→ **Dataset records**:
☆ ☆ ☆ ☆ ☆
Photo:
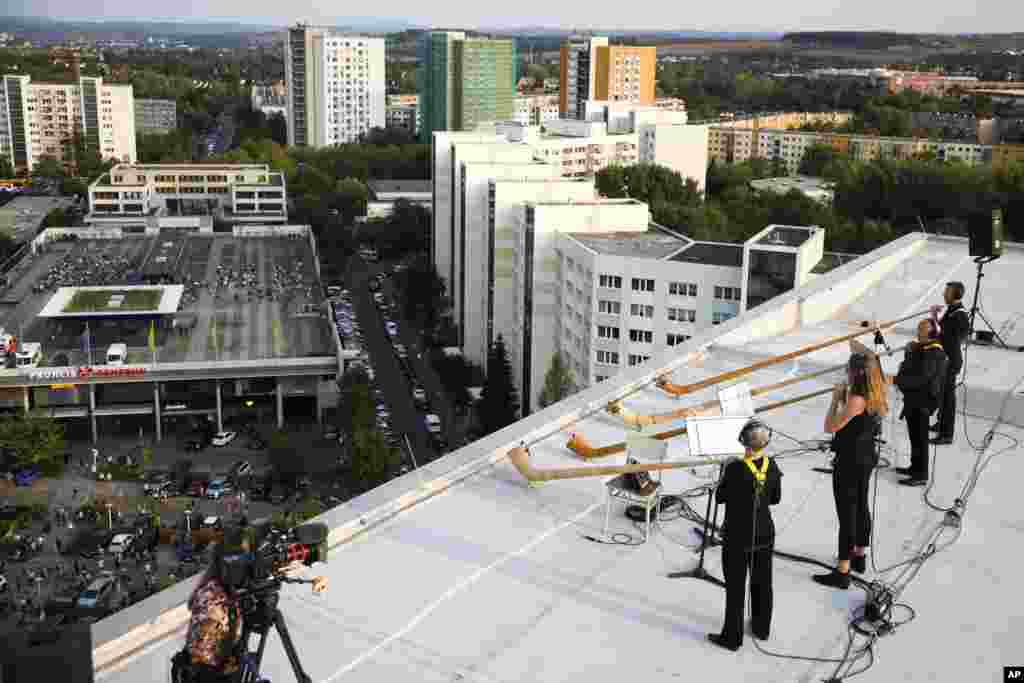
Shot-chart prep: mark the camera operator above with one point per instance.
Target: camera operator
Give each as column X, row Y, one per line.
column 215, row 627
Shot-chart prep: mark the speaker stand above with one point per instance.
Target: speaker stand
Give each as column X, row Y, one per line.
column 976, row 309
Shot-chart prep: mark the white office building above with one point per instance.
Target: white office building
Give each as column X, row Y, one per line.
column 627, row 296
column 335, row 90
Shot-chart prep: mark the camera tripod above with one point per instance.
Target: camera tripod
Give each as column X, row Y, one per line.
column 260, row 615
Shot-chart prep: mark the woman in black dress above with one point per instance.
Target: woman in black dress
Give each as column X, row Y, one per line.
column 855, row 419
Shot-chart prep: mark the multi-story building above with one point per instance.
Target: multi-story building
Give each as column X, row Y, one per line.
column 577, row 75
column 335, row 86
column 187, row 196
column 403, row 113
column 465, row 82
column 538, row 281
column 626, row 74
column 269, row 98
column 156, row 116
column 731, row 144
column 628, row 295
column 536, row 110
column 44, row 119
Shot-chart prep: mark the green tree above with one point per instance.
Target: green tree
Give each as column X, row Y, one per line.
☆ ☆ ☆ ☆ ☆
→ **Your goal**: Leave out the pictures and repeat the remaining data exactly.

→ **Output of the exercise**:
Photo:
Shot-chart prep: mark the camera operator above with one point per instance.
Target: camera operator
Give each as column X, row Y, one per line.
column 215, row 627
Shot-chart prep: mark the speaker stand above with one point per instance.
Target: speaker stand
Give each as column X, row Y, one per line.
column 976, row 309
Shot-chart prep: mark the white office building above with one point per instance.
Target: white office building
Give each as column X, row Y, one per line.
column 627, row 296
column 335, row 90
Shot-chart prep: mark the camera tripod above with one point per instance.
Target: camera tripod
Give each as column X, row Y, one per line.
column 260, row 615
Shot-chart prep: mark the woman in black dress above with one point per instance.
Target: woman in black dress
Give each as column X, row Y, one per line.
column 855, row 419
Shot-chart prep: mark the multi-story building above with one point per instance.
Target: multi-story building
Give each as column X, row Y, one per line.
column 577, row 75
column 335, row 86
column 187, row 196
column 403, row 113
column 465, row 82
column 538, row 281
column 626, row 74
column 269, row 98
column 156, row 116
column 731, row 144
column 628, row 295
column 536, row 110
column 44, row 119
Shot-chart prep: mark the green tree above with one point per instance.
Target: green tree
Give each as column X, row Y, one per line.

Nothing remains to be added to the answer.